[begin Exercise materials]
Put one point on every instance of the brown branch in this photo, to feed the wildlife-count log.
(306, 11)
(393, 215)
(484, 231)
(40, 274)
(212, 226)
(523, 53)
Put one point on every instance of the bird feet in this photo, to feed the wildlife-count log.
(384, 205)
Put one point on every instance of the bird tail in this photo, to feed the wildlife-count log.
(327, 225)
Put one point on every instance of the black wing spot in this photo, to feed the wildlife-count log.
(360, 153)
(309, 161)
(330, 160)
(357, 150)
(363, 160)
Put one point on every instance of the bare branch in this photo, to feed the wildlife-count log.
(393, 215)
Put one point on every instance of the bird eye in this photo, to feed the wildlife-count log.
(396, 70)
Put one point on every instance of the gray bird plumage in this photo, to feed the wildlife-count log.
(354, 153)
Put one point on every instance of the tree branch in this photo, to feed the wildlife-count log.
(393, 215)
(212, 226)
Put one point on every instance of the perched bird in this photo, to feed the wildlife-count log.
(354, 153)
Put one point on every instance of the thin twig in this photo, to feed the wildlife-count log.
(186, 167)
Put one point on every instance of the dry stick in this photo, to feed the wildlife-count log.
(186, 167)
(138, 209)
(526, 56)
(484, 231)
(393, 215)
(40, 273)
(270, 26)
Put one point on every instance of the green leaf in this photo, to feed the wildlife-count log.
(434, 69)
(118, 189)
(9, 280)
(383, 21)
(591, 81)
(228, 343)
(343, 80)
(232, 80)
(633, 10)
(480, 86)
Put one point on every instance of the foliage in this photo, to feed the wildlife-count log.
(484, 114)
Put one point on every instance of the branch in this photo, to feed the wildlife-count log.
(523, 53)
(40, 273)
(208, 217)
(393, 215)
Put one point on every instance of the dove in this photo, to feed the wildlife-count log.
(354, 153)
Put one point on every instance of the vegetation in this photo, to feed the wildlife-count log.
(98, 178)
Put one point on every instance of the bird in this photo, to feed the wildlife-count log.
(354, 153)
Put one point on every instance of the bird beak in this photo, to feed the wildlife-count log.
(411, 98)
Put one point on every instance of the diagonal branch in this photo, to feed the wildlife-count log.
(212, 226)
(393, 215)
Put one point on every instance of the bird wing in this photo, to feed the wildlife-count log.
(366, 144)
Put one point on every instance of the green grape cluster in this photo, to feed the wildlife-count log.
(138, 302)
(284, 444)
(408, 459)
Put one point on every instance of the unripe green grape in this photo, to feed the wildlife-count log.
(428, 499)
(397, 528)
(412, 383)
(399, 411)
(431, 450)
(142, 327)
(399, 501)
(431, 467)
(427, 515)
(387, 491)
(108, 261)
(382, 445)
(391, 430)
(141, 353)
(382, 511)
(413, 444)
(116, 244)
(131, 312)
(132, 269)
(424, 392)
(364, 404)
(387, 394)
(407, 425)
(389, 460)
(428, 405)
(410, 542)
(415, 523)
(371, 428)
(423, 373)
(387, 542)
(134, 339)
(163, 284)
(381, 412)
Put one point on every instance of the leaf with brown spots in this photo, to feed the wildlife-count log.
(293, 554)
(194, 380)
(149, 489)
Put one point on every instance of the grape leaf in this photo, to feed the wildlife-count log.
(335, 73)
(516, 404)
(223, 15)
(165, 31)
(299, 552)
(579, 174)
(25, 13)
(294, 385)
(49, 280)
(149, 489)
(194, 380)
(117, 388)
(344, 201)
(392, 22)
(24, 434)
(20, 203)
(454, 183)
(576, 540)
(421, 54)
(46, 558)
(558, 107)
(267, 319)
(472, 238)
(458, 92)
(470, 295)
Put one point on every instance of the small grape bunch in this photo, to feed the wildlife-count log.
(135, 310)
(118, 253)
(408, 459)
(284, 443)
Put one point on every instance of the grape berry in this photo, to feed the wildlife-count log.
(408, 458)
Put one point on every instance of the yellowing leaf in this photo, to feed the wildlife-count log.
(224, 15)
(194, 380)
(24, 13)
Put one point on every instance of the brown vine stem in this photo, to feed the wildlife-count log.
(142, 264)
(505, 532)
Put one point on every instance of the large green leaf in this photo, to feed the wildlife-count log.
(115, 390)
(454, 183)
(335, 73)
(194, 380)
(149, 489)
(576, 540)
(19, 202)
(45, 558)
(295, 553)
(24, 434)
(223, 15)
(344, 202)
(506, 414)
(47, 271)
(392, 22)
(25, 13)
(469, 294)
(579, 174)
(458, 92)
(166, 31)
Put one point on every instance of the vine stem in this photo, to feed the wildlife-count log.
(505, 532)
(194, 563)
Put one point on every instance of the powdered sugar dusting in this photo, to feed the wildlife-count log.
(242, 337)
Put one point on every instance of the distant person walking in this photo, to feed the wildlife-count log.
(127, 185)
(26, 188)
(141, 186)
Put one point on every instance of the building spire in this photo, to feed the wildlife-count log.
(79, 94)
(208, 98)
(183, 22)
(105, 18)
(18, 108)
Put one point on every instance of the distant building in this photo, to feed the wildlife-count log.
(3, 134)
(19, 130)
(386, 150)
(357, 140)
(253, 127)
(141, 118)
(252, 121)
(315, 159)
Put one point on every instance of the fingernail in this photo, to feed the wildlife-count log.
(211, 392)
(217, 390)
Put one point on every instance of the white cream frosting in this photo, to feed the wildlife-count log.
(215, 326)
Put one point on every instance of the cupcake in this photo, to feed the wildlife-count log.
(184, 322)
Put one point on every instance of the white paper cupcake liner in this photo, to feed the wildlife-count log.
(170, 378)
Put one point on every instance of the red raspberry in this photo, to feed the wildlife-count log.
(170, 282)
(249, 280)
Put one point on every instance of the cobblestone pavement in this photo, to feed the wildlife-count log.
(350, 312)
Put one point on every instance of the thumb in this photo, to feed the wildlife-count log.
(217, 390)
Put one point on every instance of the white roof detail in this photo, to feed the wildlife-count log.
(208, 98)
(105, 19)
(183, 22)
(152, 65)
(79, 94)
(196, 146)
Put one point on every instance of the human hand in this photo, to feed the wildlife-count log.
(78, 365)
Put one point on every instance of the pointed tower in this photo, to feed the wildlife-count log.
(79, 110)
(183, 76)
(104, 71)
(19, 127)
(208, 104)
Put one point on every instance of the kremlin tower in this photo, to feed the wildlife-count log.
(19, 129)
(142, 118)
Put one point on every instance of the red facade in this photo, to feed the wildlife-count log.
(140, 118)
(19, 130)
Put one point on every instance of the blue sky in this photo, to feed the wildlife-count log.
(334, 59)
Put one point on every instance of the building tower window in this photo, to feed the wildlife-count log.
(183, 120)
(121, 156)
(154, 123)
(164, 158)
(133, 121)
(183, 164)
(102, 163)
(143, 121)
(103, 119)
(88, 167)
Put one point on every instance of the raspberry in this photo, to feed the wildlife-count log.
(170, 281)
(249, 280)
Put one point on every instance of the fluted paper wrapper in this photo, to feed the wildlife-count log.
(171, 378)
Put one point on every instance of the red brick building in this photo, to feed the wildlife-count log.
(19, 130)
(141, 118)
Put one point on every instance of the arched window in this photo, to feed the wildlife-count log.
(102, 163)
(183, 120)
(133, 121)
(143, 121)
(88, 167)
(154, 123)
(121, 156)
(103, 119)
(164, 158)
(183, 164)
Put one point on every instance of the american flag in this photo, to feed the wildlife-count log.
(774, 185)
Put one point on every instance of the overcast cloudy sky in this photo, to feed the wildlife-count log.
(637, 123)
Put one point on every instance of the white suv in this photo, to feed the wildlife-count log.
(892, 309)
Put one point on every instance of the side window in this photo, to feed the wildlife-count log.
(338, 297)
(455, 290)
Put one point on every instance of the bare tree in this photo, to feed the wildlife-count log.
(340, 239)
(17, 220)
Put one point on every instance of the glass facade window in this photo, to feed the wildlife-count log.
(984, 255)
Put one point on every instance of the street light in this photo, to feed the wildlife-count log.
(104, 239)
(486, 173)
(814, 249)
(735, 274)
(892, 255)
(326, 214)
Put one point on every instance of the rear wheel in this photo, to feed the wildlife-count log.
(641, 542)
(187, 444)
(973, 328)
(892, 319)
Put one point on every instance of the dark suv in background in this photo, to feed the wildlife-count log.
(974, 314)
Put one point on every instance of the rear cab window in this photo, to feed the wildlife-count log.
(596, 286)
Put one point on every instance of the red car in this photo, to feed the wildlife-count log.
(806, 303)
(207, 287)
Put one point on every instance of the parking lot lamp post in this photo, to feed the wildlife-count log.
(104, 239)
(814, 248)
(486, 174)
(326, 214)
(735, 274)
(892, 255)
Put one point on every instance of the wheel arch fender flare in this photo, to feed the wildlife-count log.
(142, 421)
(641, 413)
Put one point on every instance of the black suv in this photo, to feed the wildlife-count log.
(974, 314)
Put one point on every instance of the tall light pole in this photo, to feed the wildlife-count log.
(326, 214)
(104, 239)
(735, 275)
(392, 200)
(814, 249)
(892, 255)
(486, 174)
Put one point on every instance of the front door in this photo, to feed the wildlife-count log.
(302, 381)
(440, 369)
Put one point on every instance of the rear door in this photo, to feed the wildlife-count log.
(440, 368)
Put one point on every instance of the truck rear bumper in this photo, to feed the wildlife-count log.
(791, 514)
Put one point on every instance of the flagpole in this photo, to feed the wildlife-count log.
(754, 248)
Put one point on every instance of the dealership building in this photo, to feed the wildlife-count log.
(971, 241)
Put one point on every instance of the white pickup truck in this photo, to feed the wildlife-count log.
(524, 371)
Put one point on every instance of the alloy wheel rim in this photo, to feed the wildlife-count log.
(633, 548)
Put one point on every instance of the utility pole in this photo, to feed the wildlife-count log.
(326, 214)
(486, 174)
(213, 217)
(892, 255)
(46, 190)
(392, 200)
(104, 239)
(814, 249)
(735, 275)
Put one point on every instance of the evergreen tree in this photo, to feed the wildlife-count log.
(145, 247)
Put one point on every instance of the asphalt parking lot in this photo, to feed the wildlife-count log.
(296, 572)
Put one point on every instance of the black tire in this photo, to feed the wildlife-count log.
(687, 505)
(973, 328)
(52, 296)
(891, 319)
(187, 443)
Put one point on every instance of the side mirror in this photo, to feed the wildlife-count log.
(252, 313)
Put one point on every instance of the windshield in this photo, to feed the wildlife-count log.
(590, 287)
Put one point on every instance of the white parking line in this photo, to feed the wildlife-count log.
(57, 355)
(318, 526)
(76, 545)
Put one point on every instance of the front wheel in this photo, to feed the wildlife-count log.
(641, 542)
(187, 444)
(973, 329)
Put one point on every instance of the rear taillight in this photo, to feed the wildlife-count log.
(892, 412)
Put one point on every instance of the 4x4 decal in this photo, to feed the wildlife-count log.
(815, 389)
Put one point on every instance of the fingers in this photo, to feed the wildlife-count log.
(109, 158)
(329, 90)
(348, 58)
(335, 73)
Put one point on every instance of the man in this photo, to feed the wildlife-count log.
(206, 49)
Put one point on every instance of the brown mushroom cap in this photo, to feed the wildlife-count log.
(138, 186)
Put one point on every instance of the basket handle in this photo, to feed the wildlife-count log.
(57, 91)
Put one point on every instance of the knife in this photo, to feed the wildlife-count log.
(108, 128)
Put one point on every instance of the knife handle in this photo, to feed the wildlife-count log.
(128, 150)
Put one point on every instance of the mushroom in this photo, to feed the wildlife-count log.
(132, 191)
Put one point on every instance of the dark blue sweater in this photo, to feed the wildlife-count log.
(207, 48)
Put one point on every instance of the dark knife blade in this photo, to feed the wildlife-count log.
[end Exercise materials]
> [Requirement]
In the records above, return only the line that contains "Put one point on every instance of the side mirror" and every line after it through the last, exactly as they appear.

> [Output for this exercise]
Put one point on every instance of the side mirror in this photo, to feed the wildlife-count log.
(252, 313)
Put one point on every instance of the windshield in this photo, to feed the wildlife-count log.
(590, 287)
Put one point on every instance of the white parking line in this photo, to feed the wildlife-count log.
(57, 355)
(318, 526)
(76, 545)
Put one point on every instance of the front wheel in this photo, to feed the wildlife-count log.
(641, 542)
(187, 444)
(973, 329)
Put one point on every instance of the rear taillight in this photo, to feed the wildlife-count log.
(892, 412)
Put one point on every instance of the 4x4 decal in this photo, to feed the wildlife-count log.
(815, 389)
Put one point on every instance of the fingers in this photo, to feed the wildlife-count log.
(109, 158)
(329, 90)
(348, 58)
(335, 73)
Put one point on every instance of the man in this photo, to feed the wildlife-count log.
(206, 49)
Put one point on every instance of the brown mushroom cap in this photo, to feed the wildlife-count log.
(138, 186)
Put one point on every instance of the basket handle in this photo, to feed the wildlife-count log.
(57, 91)
Put one point on every instance of the knife in this photo, to feed the wildlife-count log.
(108, 128)
Put one point on every instance of the knife handle in this photo, to feed the wildlife-count log.
(128, 150)
Put one point on every instance of the mushroom in this photo, to feed the wildlife-count log.
(132, 191)
Put one point on every instance of the dark blue sweater in this photo, to feed the wildlife-count log.
(207, 48)
Put one point on every instance of the dark knife blade in this photo, to feed the wildlife-count log.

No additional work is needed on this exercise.